**WHAT THE EXERCISE ASKS**
Copy out every entry below word for word, leaving out the pictures.

**RECORDS FOR PROCESSING**
-=-=-
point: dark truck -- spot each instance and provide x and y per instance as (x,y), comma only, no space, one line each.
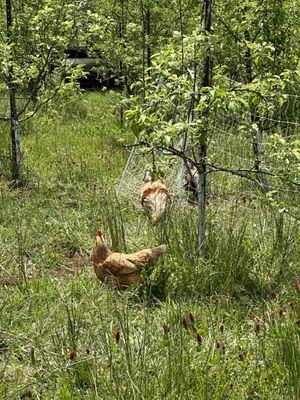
(96,77)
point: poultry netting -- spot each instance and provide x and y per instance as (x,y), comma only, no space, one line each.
(236,172)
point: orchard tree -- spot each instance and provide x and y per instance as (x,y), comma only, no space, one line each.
(33,66)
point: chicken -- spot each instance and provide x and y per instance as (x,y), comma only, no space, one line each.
(191,183)
(154,197)
(124,269)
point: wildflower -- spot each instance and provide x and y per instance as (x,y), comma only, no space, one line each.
(192,317)
(117,335)
(257,327)
(198,337)
(272,295)
(291,304)
(296,286)
(218,344)
(184,322)
(32,355)
(166,328)
(26,395)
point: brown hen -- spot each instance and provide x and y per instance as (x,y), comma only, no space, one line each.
(124,269)
(154,197)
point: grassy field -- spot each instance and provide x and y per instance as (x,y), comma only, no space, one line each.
(222,328)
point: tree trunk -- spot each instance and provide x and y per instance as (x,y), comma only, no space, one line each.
(257,138)
(148,32)
(206,81)
(14,119)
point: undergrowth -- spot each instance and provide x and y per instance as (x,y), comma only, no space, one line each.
(226,327)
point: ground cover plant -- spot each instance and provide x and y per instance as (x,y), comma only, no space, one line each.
(222,327)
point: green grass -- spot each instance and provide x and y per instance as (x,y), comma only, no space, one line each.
(73,158)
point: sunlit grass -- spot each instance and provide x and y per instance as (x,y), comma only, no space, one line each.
(53,306)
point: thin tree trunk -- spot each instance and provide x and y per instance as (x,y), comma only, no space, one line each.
(148,35)
(14,118)
(206,81)
(257,138)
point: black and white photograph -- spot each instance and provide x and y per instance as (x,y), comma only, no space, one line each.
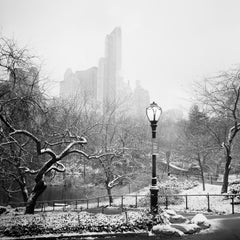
(120,119)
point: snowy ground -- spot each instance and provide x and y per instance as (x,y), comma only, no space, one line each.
(217,204)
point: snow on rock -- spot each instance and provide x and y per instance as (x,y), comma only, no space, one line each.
(178,219)
(201,221)
(187,228)
(170,212)
(166,230)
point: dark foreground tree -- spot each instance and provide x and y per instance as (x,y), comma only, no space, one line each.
(72,145)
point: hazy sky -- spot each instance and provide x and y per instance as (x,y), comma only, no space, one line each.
(167,44)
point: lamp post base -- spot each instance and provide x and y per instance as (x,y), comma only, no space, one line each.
(154,199)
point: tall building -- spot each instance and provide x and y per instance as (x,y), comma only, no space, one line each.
(81,84)
(112,66)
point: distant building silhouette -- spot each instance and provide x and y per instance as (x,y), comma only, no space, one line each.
(80,84)
(104,84)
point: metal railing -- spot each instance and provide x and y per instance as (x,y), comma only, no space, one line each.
(226,203)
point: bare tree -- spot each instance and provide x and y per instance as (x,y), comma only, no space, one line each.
(220,95)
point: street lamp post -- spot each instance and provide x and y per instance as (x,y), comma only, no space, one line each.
(153,113)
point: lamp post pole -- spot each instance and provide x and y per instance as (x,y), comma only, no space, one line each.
(153,113)
(154,188)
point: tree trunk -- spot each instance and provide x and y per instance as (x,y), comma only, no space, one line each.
(109,191)
(201,171)
(36,192)
(226,173)
(168,155)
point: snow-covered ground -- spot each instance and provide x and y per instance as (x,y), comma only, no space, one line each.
(217,204)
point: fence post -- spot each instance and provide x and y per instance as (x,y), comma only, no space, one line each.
(186,201)
(232,204)
(166,202)
(209,210)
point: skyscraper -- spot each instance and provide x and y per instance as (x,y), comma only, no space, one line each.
-=-=-
**FINISHED ANSWER**
point: dark truck -- spot each instance and provide x and y per instance as (x,y), comma only, no space, one line each.
(96,77)
point: poultry netting -- spot each instance and provide x and y per instance as (x,y), comma only, no space, one line each.
(236,172)
point: orchard tree -- spot each instance and provide x and y per instance as (x,y), comma only, no space, one line each.
(33,66)
point: chicken -- spot each instance and provide x and y per instance as (x,y), comma only, no space, one line each.
(191,183)
(154,197)
(124,269)
point: wildflower -- spot each instance and provide x and y per instance as (x,y), comma only, no space, one line each.
(192,317)
(117,335)
(257,327)
(198,337)
(272,295)
(291,304)
(296,286)
(218,344)
(184,322)
(32,355)
(166,328)
(26,395)
point: brown hen -- spot each instance and provide x and y per instance as (x,y), comma only, no space, one line each.
(124,269)
(154,197)
point: grassy field -- spot each instance and provide x and y per instance as (x,y), comma only, no space, one line each.
(222,328)
point: tree trunk -- spot each instance and provide x and y per instance as (x,y), comma only, no space, one line each.
(257,138)
(148,32)
(206,81)
(14,119)
point: undergrowth -- spot each instance and provide x and y per instance as (x,y), comma only, no space, one line each.
(226,327)
point: ground cover plant -- spot each instance and provide x and y per instance as (x,y), comma only, no space, one line each.
(222,327)
point: green grass -- spot each instance and provide x and y per instance as (x,y), comma only, no space, one line each.
(73,158)
point: sunlit grass -- spot each instance and provide x and y per instance as (x,y), comma only, no space, one line each.
(53,306)
point: thin tree trunk -- spot each instance and provide x and y per instance as (x,y), comma only, no space, one line each.
(148,35)
(14,118)
(206,81)
(257,138)
point: black and white photograph -- spot each instance and provide x and y per instance as (x,y), comma only, no space, one line each.
(120,119)
point: snowy ground -- spot each instance and provide x and y per instance as (x,y), comma only, no space, one line each.
(217,204)
point: snow on rock -- spot each instance and provide x and y per instance as (x,y), comma only, no space, one line each.
(178,219)
(201,221)
(187,228)
(170,212)
(166,230)
point: dark foreground tree -- spot each instance and provide x and y per instance as (x,y), comma only, no space, one line each.
(72,145)
point: hazy sky -- spot each instance and provide x and y per instance as (x,y), comma only, no space, one line each.
(167,44)
point: lamp post base -- spot each instance and provide x and y per instance as (x,y), comma only, no space, one line each.
(154,199)
point: tall building -- spot each instance and provide x and y per instance as (x,y), comma only, no space, one line each.
(81,84)
(112,66)
point: distant building silhouette -- spot each instance and provide x and y per instance as (x,y), comma only, no space, one line each.
(80,84)
(104,84)
point: metal railing -- spot each instance and provide x and y per instance as (x,y), comma only, no space, one line each.
(226,203)
point: bare tree -- spot each instance and provide x and y per instance as (x,y), comma only, no space, one line each.
(220,95)
point: street lamp post -- spot each instance and provide x and y per instance as (x,y), comma only, no space, one line each.
(153,113)
point: lamp post pole -- spot each instance and provide x and y per instance as (x,y), comma only, no space, one line each.
(153,113)
(154,188)
point: tree trunk -- spot each instance and provide x and y per instance as (x,y), comma only, no space, one line each.
(109,191)
(201,171)
(36,192)
(226,173)
(168,155)
point: snow-covered ground -- spot each instance and provide x and y per instance as (x,y), comma only, no space, one line each.
(217,204)
point: fence post -- spot each instance and provide x and y per instance as (x,y), comma only, no space, one line each.
(186,201)
(232,204)
(166,202)
(209,210)
point: skyscraper -- spot each instance and provide x and y per instance as (x,y), comma only, no space, one line each.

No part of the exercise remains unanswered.